--- START Passage to read ---

All the Mat-Su Borough wanted was a ferryboat. One that would take passengers and vehicles on the short hop across Knik Arm between Port MacKenzie and Anchorage, provide a new way to travel to coastal communities around Cook Inlet, and improve access to undeveloped borough land where business might take root.
Something simple, rugged and reliable, the borough said.
What it actually got is a unique, shape-shifting, ice-breaking, $78 million landing craft named Susitna.
Now the borough is trying to figure out what to do with it, and that isn't proving easy.
To start with, the borough doesn't have a ferry landing. To run a year-round commuter ferry -- the original idea -- it needs at least two, one on the Mat-Su side and one on the Anchorage side. The borough has money to build a single walk-on-only landing at Port MacKenzie. It expects to complete construction of that landing in the summer of 2012.
So, with the commuter ferry option on hold, borough officials are scrambling to find a place and a purpose for the ship.
Because the ship came about as a joint venture with the Navy, and the Navy wanted it classified as a high-speed vessel, the Susitna crew must have more advanced training than for a typical ferry, according to the Coast Guard. Inspection requirements also will be more stringent. While the ship received a waiver allowing it to be classified as high speed, it doesn't actually travel at high speeds.
Borough leaders insist that despite the obstacles a successful ferry operation is just around the corner. For them, the ferry is the realization of a long-held dream of a quick connector to Anchorage.
"It's obvious that we need that link because since the 1950s they've been talking about a bridge across the Inlet," said Elizabeth Gray, assistant borough manager. "And we find the ferry is a great stair step to getting that bridge and proving the need for that bridge."
The Susitna is certainly versatile. Between its twin hulls is a barge deck that can be raised and lowered, transforming it from an ocean-going ship to a landing craft. The unusual design is the product of a complicated civilian-military partnership of the borough, the Navy and a small shipyard in Ketchikan.
Maybe the Susitna could be used as an offshore oil drilling support vessel or a scientific research ship able to pull up on remote Alaska beaches, borough officials say. Maybe it would work for dinner cruises or as a way for tourists to reach the Kenai Peninsula.
So far, none of the efforts to put the boat to work has gone beyond talk.
It's unknown when -- if ever -- the ferry will make what were expected to be hourly runs across Knik Arm, or less frequent, longer trips to communities up and down Cook Inlet.
Today, the Susitna remains docked where it was built in Ketchikan, hundreds of nautical miles from the community that saw it as the next big thing.
'THERE'S A FERRY?'
With work on the ship itself nearly complete, the most pressing challenge of the project is to build the specialized docks necessary for cars and trucks to drive on and off the ferry. The borough has been trying to develop such landings since at least 2001.
So far it hasn't been able to patch together enough money for construction. On the Anchorage coast, there's still no approved landing spot.
"We've had our permit at Port Mac for eight years, and I still don't know where it's going on the Anchorage side," said Mat-Su Port Director Marc Van Dongen.
A drive-on, drive-off landing at Port MacKenzie will cost $18 million, he said. On the Anchorage shore, it will be more expensive, about $22 million. That's because the inlet is shallower there and a long trestle to deeper water will be required, Van Dongen said.

--- END Passage to read ---
--- START Dataset entries ---

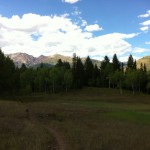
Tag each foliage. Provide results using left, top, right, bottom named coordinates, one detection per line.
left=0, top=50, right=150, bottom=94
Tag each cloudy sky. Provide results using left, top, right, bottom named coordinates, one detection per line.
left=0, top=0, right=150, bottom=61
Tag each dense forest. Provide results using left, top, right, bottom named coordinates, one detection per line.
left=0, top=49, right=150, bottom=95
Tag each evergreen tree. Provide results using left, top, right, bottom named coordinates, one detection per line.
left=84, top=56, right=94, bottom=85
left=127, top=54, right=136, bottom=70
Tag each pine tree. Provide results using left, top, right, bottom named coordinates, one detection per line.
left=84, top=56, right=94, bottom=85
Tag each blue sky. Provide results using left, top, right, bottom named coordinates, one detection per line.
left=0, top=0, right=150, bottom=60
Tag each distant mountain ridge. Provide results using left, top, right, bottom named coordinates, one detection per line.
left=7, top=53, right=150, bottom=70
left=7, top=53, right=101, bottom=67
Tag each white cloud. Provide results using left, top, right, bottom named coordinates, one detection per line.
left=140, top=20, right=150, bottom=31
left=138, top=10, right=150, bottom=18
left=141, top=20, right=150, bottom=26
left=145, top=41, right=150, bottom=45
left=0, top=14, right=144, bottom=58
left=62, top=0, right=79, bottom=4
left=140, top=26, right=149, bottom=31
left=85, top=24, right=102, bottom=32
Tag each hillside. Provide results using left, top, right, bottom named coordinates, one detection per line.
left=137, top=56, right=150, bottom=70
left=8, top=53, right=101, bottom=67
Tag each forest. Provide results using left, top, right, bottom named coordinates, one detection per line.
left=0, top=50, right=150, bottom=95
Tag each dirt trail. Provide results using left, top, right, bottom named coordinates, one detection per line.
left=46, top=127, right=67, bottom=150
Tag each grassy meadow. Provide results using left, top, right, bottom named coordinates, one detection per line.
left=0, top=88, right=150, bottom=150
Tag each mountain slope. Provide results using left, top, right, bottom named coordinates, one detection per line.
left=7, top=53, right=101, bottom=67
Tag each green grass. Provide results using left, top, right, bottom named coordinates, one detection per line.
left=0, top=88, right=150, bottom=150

--- END Dataset entries ---
--- START Dataset entries ---

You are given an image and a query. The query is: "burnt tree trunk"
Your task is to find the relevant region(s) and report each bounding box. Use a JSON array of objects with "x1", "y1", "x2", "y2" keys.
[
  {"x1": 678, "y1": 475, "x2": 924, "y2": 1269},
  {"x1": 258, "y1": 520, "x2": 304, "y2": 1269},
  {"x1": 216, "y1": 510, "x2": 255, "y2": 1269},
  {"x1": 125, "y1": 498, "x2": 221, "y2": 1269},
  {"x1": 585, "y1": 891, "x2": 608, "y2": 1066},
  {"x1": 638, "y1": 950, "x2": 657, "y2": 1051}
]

--- END Dataset entries ---

## Goal A:
Answer these three questions from the article on the Susitna ferry:
(i) When does the borough expect to finish building the walk-on landing at Port MacKenzie?
(ii) Where is the Susitna docked today?
(iii) How much will a drive-on, drive-off landing at Port MacKenzie cost?
## Goal B:
Could you go on with the article on the Susitna ferry, picking up right after its final sentence?
Nothing in the entries is needed.

## Written reply A:
(i) In the summer of 2012.
(ii) In Ketchikan, where it was built.
(iii) $18 million.

## Written reply B:
While the ferry theoretically would serve as a new transportation mode for the entire Upper Cook Inlet region, the project belongs to Mat-Su.
"There's a ferry?" joked Anchorage Mayor Dan Sullivan when asked recently why a landing hadn't materialized on the city's side. "Have you seen it?"
The ship shouldn't have been built before the docking issue was resolved, Sullivan said. "It seemed like it happened completely backward."
Borough officials respond that they've been working for years to get an Anchorage landing and are confident it will happen.
In 2002, then-Borough Manager John Duffy and then-Anchorage Mayor George Wuerch signed an agreement to work together on a commuter ferry. The borough would pay for most of the necessary studies and engineering for docks. The municipality agreed to secure a permit within the Port of Anchorage and kick in $150,000. Other sites were analyzed too.
The first choice in 2003 was a private dock south of the Anchorage port at the North Star terminal, but that needed expensive dredging and went right by a fuel-tank farm. "From a security standpoint, that wasn't good," Von Dongen said.
So the borough turned to a site near the Ship Creek small boat launch. In early 2006, the municipality, the Port of Anchorage and the Alaska Railroad, the land owner, all gave at least qualified support.
But setnetters who launch their boats from there raised concerns. The National Marine Fisheries Service preferred the more industrial North Star site because endangered beluga whales congregate at the mouth of Ship Creek during salmon runs.
The city questioned the effect of the ferry landing on the overall appearance of the Ship Creek area. After first supporting it, the city went on record opposing the site.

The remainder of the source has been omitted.